**Problem requirements**
Each line below is to be written out in full, exactly as shown.

[Natural language region descriptions]

******

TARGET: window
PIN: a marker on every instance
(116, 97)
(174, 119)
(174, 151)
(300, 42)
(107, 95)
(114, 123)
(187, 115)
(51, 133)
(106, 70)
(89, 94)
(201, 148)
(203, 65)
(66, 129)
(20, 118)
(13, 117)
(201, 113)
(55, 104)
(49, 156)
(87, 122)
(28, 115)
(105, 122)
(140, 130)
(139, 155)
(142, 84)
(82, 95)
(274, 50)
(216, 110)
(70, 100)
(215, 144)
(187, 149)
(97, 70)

******

**Response to the exercise**
TARGET: window
PIN: a marker on every instance
(116, 97)
(174, 119)
(174, 151)
(300, 42)
(107, 95)
(114, 123)
(187, 115)
(51, 133)
(106, 70)
(89, 94)
(201, 148)
(203, 65)
(66, 129)
(20, 118)
(13, 117)
(201, 113)
(55, 104)
(49, 156)
(87, 122)
(28, 115)
(105, 122)
(140, 130)
(139, 155)
(142, 84)
(82, 95)
(274, 50)
(216, 110)
(70, 100)
(215, 144)
(187, 149)
(97, 70)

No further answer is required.